◆ **Directions for this task**: Reproduce the records starting at the line containing "Every instance of the dark" and ending at the line containing "[[1181, 437]]", requests included. Multiply every point coordinate in the answers by 2.3 and round to whole numbers, halves up, leaving the coordinates in the requests and their format samples unchanged.

>> START

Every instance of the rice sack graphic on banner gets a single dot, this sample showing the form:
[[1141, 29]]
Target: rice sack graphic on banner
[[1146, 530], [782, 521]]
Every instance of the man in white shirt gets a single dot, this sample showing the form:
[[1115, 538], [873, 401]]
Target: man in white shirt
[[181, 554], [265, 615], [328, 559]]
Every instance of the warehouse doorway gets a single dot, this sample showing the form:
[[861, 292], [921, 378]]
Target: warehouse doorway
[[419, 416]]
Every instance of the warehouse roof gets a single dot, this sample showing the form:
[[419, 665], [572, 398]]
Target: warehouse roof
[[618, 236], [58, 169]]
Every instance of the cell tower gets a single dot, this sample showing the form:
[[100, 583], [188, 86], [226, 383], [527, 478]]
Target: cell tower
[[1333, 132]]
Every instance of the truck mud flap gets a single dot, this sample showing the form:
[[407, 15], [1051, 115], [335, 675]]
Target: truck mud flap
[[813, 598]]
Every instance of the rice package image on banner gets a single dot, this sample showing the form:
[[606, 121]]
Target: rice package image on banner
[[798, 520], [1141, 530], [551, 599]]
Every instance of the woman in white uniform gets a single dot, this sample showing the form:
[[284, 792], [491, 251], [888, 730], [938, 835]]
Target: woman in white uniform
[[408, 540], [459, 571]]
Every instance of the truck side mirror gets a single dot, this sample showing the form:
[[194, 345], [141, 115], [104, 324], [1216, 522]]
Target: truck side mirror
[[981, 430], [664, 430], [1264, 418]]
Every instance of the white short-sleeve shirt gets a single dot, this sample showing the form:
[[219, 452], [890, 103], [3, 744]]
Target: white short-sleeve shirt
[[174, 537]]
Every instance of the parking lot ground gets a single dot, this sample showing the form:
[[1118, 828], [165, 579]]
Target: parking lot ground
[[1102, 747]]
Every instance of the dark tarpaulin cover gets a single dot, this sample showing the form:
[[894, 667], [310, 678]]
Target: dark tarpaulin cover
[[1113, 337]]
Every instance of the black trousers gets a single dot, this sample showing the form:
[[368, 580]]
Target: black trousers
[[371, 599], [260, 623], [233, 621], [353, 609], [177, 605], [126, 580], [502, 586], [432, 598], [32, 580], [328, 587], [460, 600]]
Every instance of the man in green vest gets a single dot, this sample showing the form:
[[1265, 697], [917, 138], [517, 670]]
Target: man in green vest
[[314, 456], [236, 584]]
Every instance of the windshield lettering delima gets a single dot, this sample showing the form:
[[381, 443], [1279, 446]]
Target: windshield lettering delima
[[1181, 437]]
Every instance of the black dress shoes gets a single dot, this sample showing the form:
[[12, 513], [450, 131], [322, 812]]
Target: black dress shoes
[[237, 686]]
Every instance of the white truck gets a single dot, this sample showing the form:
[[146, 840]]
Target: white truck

>> END

◆ **Full solution**:
Every instance of the dark tarpaulin cover gets a single dot, this sample showing the form:
[[894, 667], [310, 678]]
Target: dark tarpaulin cover
[[2560, 775]]
Every instance of the black trousers gets a single dot, this sample showing the form:
[[368, 580]]
Target: black trousers
[[853, 1378], [598, 1433], [536, 1428], [812, 1401], [407, 1392], [290, 1334], [1155, 1348], [994, 1375], [74, 1334], [754, 1350], [1058, 1380]]
Every instance of the man in green vest gets a single dot, this sample showing the form:
[[1265, 697], [917, 138], [517, 670]]
Target: man in green vest
[[722, 1049], [543, 1343]]
Every instance of the windshield lettering delima gets a single dot, this sample showing the form:
[[381, 443], [1279, 446]]
Target: windshield lettering delima
[[2716, 1005]]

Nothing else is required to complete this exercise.